═════ Supplied records ═════

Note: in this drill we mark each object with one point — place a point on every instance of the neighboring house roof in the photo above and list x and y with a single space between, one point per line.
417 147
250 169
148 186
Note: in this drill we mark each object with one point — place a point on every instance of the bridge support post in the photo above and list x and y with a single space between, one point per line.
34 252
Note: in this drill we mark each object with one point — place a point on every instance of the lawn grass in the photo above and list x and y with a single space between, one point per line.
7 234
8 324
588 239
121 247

═════

Keeping every word as it is, repeat all of the records.

Note: in this drill we mark each object with one point — place a point on every instance of the neighboring house roof in the photo above and list x and y with a single space between, one point per line.
417 147
250 169
148 186
Note: in this drill we mark each object with one point — place a point on every instance of the bridge support post in the photo above and list x and y with a single space between, one point per line.
34 252
Note: in this drill we mark each object with one point — place a point on every instance of the lawn grass in the photo above and list x and y with a single space between, one point per line.
7 234
8 324
588 239
121 247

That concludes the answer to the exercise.